**Your goal:** Please output each line of the data exactly as it appears.

[Dataset excerpts]
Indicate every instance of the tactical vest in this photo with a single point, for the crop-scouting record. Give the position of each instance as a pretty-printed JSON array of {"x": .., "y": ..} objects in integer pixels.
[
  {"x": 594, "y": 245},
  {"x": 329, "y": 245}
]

**Solution to the problem:**
Indicate every instance of the tactical vest in this photo with a single point, for the crop-scouting record. Give the position of each instance as a pretty-printed JSON array of {"x": .., "y": ..} objects in integer pixels.
[
  {"x": 594, "y": 245},
  {"x": 329, "y": 245}
]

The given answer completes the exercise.